• **Work item**
What lines of the data hold the string "each"? Copy them all.

(Referring expression data)
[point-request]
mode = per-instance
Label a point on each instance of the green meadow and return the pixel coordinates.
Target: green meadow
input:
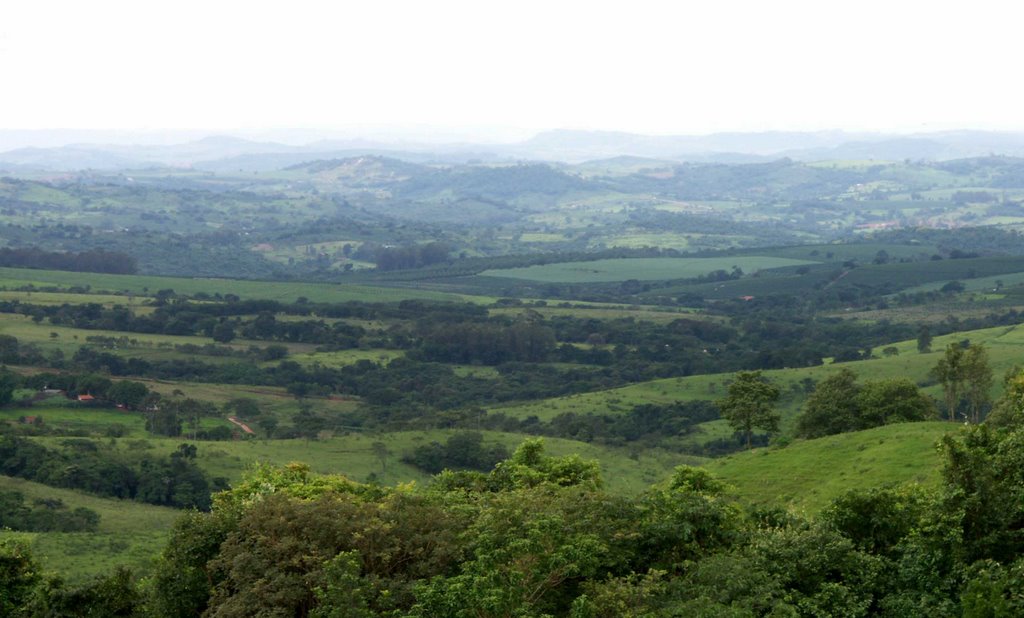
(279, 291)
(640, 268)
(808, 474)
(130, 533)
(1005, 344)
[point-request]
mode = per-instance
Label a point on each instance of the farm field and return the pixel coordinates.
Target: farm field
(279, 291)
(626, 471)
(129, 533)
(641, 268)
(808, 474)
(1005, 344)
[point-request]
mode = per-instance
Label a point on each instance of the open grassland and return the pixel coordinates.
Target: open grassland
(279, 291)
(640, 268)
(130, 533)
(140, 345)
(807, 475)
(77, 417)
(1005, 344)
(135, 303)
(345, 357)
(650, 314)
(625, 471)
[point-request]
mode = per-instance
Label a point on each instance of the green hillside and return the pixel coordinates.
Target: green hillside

...

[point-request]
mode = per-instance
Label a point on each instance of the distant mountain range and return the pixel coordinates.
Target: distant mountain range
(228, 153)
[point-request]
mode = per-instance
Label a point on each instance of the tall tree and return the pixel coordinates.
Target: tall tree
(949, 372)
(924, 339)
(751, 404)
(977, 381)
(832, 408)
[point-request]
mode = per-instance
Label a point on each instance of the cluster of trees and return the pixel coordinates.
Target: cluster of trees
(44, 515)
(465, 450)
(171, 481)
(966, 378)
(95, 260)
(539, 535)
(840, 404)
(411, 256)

• **Output**
Label a point on each instance of the green meadow and return the pixel coordinates.
Label a point on each instance of the farm field and return the pixel coordinates.
Label a point on each instance of the open grassland and return the pixel coordinates.
Label a point on each instance of the green hillside and return the pixel coordinates.
Label a point on each instance of the distant mountain range and return the pixel coordinates.
Label a point on each instance of the tall tree and return the pixel coordinates.
Label a point on each instance of the cluster of trees and return the pixel coordinates.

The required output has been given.